Please count the lines in the records below that contain the string "fingers", treating uppercase and lowercase as different, and reply with only that number.

Rows -
_ _ _ _ _

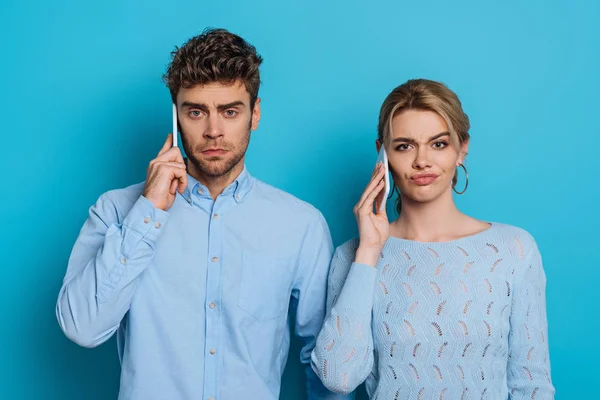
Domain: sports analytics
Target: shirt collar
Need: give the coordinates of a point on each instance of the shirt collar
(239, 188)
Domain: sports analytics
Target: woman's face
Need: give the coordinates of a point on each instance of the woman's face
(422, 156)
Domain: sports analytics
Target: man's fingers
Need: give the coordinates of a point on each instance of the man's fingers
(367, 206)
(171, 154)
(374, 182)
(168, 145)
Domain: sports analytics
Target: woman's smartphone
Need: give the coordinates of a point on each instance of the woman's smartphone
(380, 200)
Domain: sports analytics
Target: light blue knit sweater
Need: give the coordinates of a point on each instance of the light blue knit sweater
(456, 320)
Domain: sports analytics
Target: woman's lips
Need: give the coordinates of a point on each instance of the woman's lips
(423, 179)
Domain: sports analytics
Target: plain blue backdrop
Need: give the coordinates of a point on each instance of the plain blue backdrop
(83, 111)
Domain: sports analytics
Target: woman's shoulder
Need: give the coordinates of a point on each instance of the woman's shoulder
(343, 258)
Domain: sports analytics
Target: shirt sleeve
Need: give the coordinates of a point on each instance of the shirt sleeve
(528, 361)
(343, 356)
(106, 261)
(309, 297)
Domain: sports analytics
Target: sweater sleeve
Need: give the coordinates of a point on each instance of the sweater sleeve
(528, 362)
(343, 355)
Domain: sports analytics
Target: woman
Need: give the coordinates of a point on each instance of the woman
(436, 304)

_ _ _ _ _

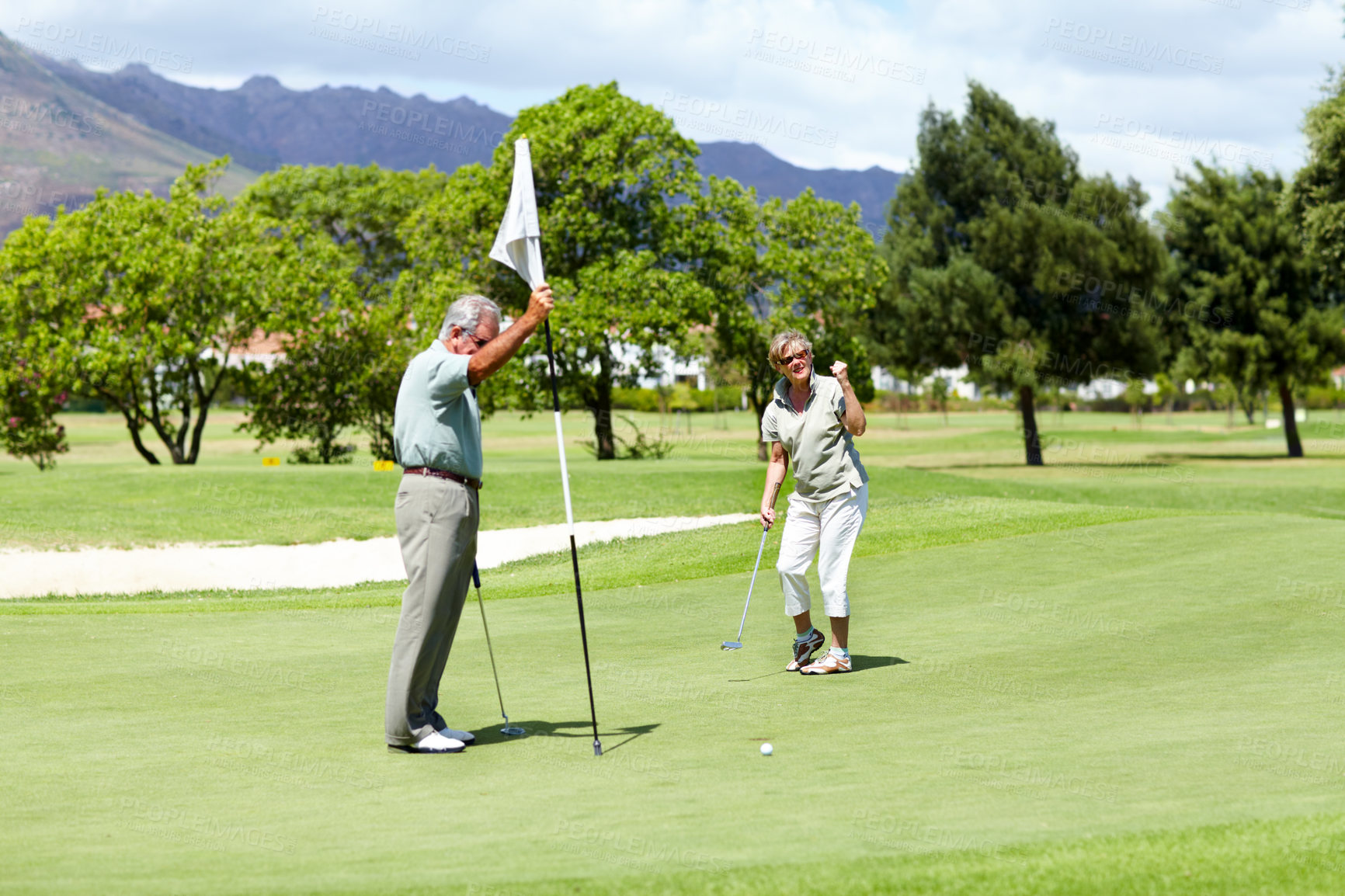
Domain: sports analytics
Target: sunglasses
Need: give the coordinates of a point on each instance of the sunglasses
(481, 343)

_ _ _ _ _

Written response - 2